Aim
Rewrite all the rows below, including the request lines, and offset every bounding-box coordinate in the answers by adding 128. Keep the numbers in the requests and in their format sample as they are.

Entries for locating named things
____________
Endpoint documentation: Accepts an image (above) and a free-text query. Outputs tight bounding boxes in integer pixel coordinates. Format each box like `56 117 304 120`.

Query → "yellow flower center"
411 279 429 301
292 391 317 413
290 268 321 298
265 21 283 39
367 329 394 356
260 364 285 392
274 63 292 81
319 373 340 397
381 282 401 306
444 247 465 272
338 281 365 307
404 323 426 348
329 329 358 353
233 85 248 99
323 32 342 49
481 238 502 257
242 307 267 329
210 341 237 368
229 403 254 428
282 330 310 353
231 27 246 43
____________
Correct output
Endpoint documentation: Accepts an image (above) and a free-text query. Outputs tight bounding boxes in integer pixel coordinates. Format each box like `56 117 304 120`.

Query → "yellow flower center"
539 407 557 429
420 519 445 541
418 396 449 426
393 149 411 167
495 457 522 484
388 492 413 520
402 191 420 209
447 501 468 525
509 410 529 434
572 375 593 400
466 409 493 435
532 451 554 476
457 457 486 481
361 213 376 227
451 160 470 177
609 366 630 385
370 435 395 457
338 469 365 496
357 531 382 556
410 458 438 481
359 155 374 171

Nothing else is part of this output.